• **Work required**: Print out each entry below exactly, please.

╭─ Supplied records

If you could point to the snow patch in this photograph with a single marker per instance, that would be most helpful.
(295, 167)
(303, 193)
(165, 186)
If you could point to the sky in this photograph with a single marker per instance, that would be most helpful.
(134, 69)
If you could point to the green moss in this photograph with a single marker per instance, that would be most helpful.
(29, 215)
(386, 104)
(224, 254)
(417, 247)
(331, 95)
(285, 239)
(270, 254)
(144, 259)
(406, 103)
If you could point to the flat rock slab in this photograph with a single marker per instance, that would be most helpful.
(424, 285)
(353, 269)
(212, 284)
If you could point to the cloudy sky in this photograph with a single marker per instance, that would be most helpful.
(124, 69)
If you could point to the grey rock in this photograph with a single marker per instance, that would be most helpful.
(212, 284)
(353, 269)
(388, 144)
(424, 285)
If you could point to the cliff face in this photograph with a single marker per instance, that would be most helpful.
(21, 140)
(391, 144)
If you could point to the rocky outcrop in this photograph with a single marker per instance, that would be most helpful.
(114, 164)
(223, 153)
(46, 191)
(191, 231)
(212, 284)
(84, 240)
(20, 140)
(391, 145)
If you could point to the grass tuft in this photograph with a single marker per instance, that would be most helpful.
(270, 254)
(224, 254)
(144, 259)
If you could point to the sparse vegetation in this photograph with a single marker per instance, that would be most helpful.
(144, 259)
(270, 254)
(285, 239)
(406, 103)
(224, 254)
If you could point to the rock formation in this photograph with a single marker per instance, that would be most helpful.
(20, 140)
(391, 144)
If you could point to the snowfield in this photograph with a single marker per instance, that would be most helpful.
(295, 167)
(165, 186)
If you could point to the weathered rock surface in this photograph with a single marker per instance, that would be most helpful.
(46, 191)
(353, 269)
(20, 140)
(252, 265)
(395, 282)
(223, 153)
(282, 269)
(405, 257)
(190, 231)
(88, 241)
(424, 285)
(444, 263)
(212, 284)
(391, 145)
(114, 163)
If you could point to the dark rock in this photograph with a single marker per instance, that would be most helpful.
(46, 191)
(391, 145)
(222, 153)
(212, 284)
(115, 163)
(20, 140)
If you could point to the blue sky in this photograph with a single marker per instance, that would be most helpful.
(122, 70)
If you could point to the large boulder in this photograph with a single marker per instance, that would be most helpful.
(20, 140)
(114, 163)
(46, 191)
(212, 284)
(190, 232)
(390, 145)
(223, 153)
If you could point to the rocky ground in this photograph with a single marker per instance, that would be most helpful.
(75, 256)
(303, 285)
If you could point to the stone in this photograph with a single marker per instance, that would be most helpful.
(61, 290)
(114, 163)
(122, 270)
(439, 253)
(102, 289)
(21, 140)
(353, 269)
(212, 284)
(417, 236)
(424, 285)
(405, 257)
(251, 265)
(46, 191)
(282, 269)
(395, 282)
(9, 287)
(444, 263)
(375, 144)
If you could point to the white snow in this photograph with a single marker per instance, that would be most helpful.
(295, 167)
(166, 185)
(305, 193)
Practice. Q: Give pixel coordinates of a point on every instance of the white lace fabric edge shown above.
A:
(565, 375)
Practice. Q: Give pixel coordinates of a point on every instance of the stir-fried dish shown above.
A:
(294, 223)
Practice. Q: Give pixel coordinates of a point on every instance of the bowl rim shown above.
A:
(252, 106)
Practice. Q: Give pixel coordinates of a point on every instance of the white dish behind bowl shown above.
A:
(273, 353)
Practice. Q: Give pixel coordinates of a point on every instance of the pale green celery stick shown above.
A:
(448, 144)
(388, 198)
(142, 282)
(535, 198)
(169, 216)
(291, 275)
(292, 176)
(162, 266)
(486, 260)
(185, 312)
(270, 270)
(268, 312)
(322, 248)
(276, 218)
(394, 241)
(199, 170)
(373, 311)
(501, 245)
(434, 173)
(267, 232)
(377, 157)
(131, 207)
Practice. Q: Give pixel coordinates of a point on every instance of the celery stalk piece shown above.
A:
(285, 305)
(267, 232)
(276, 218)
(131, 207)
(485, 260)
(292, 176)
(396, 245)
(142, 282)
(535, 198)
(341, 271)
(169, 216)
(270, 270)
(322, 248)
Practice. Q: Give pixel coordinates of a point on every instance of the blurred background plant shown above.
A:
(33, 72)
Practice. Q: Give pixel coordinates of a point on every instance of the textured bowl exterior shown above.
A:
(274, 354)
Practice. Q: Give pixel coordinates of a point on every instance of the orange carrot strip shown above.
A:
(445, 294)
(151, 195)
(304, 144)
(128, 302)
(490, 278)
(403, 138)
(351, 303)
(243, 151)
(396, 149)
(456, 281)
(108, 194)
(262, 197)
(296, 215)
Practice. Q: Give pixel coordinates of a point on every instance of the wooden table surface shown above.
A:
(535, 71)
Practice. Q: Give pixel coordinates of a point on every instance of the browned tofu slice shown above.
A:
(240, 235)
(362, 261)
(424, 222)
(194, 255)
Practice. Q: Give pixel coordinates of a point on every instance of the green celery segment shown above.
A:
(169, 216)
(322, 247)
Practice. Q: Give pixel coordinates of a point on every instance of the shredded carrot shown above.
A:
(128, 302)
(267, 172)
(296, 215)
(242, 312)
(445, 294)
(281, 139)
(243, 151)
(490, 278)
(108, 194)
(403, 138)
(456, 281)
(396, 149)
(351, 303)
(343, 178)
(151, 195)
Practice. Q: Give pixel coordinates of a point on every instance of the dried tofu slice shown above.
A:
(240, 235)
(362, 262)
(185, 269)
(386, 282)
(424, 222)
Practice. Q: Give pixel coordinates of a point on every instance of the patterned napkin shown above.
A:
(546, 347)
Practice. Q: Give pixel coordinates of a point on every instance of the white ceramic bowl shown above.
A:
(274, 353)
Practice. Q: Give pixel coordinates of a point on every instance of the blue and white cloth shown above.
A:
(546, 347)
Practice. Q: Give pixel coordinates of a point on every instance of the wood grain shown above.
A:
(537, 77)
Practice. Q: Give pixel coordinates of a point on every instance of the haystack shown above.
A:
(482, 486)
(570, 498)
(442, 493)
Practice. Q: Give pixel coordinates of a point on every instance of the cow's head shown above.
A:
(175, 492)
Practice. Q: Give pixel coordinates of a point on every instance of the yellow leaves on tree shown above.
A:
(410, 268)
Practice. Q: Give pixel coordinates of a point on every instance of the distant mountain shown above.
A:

╰─

• **Task answer**:
If you could point to the snow patch in this photograph with a single marker per instance, that would be most helpful.
(295, 167)
(303, 193)
(165, 186)
If you could point to the sky in this photograph with a single marker per instance, that would be most helpful.
(134, 69)
If you could point to the green moss in this photograph with a single marker per instance, that would be most helpful.
(29, 215)
(386, 104)
(224, 254)
(417, 247)
(331, 95)
(285, 239)
(270, 254)
(144, 259)
(406, 103)
If you could point to the flat rock slab in this photograph with a single marker per instance, that would be most helpful.
(424, 285)
(353, 269)
(212, 284)
If you could point to the cloudy sky in this photograph with a single marker per instance, that would be most helpful.
(124, 69)
If you could point to the grey rock in this photograph with a single marker per instance, that would be most helpful.
(212, 284)
(353, 269)
(388, 144)
(424, 285)
If you could point to the cliff face in this photograph with a single marker per instance, that would be most helpful.
(21, 140)
(391, 144)
If you could point to the rocky outcrop in this photograph with a single marker per instance, that would be most helpful.
(114, 164)
(223, 153)
(46, 191)
(191, 231)
(212, 284)
(84, 240)
(20, 140)
(391, 145)
If you could point to the grass tuft in this photograph with a single marker per instance, that would be most helpful.
(270, 254)
(224, 254)
(144, 259)
If you could point to the sparse vegetation in this photograph with a single marker per instance, that would be most helpful.
(144, 259)
(270, 254)
(285, 239)
(406, 103)
(224, 254)
If you could point to the rock formation in this photograph with a single marker per instance, that would be most helpful.
(20, 140)
(391, 144)
If you could point to the snowfield in this photograph with a single marker per instance, that would be most helpful.
(295, 167)
(165, 186)
If you could point to the weathered rock surface in this photograph with a single marker per instance, that would be most helpful.
(46, 191)
(353, 269)
(20, 140)
(252, 265)
(395, 282)
(223, 153)
(282, 269)
(405, 257)
(190, 231)
(88, 241)
(424, 285)
(444, 263)
(212, 284)
(391, 145)
(114, 163)
If you could point to the dark rock in this photograph with a single marker per instance, that would be most helpful.
(46, 191)
(391, 145)
(222, 153)
(212, 284)
(115, 163)
(20, 140)
If you could point to the blue sky in this photograph with a single marker per instance, that would be most helpful.
(122, 70)
If you could point to the large boulder in this photograph with a single marker per instance, that would be most helpful.
(20, 140)
(114, 163)
(46, 191)
(212, 284)
(190, 232)
(390, 145)
(223, 153)
If you could point to the rocky ground in this photograph with a single marker per instance, that would be most helpful.
(75, 256)
(303, 285)
If you could point to the stone in this photograph with a single marker per instance, that would be most helpful.
(61, 290)
(114, 163)
(122, 270)
(439, 253)
(102, 289)
(21, 140)
(353, 269)
(212, 284)
(417, 236)
(424, 285)
(405, 257)
(251, 265)
(46, 191)
(282, 269)
(395, 282)
(9, 287)
(444, 263)
(375, 144)
If you could point to the white snow in this photograph with a single marker per instance, that would be most helpful.
(295, 167)
(166, 185)
(305, 193)
Practice. Q: Give pixel coordinates of a point on every instance of the white lace fabric edge shown above.
A:
(565, 375)
Practice. Q: Give pixel coordinates of a point on every instance of the stir-fried dish shown above.
A:
(294, 223)
Practice. Q: Give pixel coordinates of a point on every instance of the bowl rim shown above.
A:
(252, 106)
Practice. Q: Give pixel coordinates of a point on every instance of the white dish behind bowl shown above.
A:
(273, 353)
Practice. Q: Give pixel coordinates of a point on every instance of the pale green celery stick shown above.
A:
(448, 144)
(388, 198)
(142, 282)
(535, 198)
(169, 216)
(291, 275)
(292, 176)
(162, 266)
(486, 260)
(185, 312)
(270, 270)
(268, 312)
(322, 248)
(276, 218)
(394, 241)
(199, 170)
(373, 311)
(501, 245)
(434, 173)
(267, 232)
(377, 157)
(131, 207)
Practice. Q: Give pixel coordinates of a point on every instance of the celery stalk piece shown above.
A:
(285, 305)
(267, 232)
(276, 218)
(131, 207)
(485, 260)
(292, 176)
(396, 245)
(142, 282)
(535, 198)
(341, 271)
(169, 216)
(270, 270)
(322, 248)
Practice. Q: Give pixel coordinates of a point on every instance of the blurred background plant shown above.
A:
(33, 72)
Practice. Q: Give pixel coordinates of a point on every instance of the textured bowl exterior shown above.
A:
(274, 354)
Practice. Q: Give pixel coordinates of a point on every instance of the orange carrot strip shown above.
A:
(445, 294)
(151, 195)
(304, 144)
(128, 302)
(490, 278)
(403, 138)
(351, 303)
(243, 151)
(396, 149)
(456, 281)
(108, 194)
(262, 197)
(296, 215)
Practice. Q: Give pixel coordinates of a point on every instance of the wooden table surface shown above.
A:
(535, 71)
Practice. Q: Give pixel coordinates of a point on every instance of the browned tofu slice shown above.
A:
(240, 235)
(362, 261)
(424, 222)
(194, 255)
Practice. Q: Give pixel coordinates of a point on every instance of the green celery segment shown above.
A:
(169, 216)
(322, 247)
Practice. Q: Give pixel coordinates of a point on every instance of the shredded carrot shown above.
A:
(128, 302)
(267, 172)
(296, 215)
(242, 312)
(445, 294)
(281, 139)
(243, 151)
(490, 278)
(108, 194)
(403, 138)
(456, 281)
(396, 149)
(351, 303)
(343, 178)
(151, 195)
Practice. Q: Give pixel coordinates of a point on every instance of the dried tofu slice shown above.
A:
(240, 235)
(362, 262)
(185, 269)
(386, 282)
(424, 222)
Practice. Q: Give pixel coordinates of a point on every instance of the patterned napkin shown above.
A:
(546, 347)
Practice. Q: Give pixel coordinates of a point on every instance of the white ceramic bowl shown above.
A:
(274, 353)
Practice. Q: Give pixel coordinates of a point on every instance of the blue and white cloth shown above.
A:
(546, 347)
Practice. Q: Give pixel coordinates of a point on every instance of the wood grain shown above.
A:
(537, 77)
Practice. Q: Give pixel coordinates of a point on every instance of the haystack shown above.
A:
(482, 486)
(570, 498)
(442, 493)
Practice. Q: Give pixel coordinates of a point on every instance of the cow's head shown above.
A:
(175, 492)
Practice. Q: Give pixel coordinates of a point on every instance of the yellow leaves on tree shown above.
A:
(410, 268)
Practice. Q: Give pixel coordinates of a point on every instance of the distant mountain shown above.
A:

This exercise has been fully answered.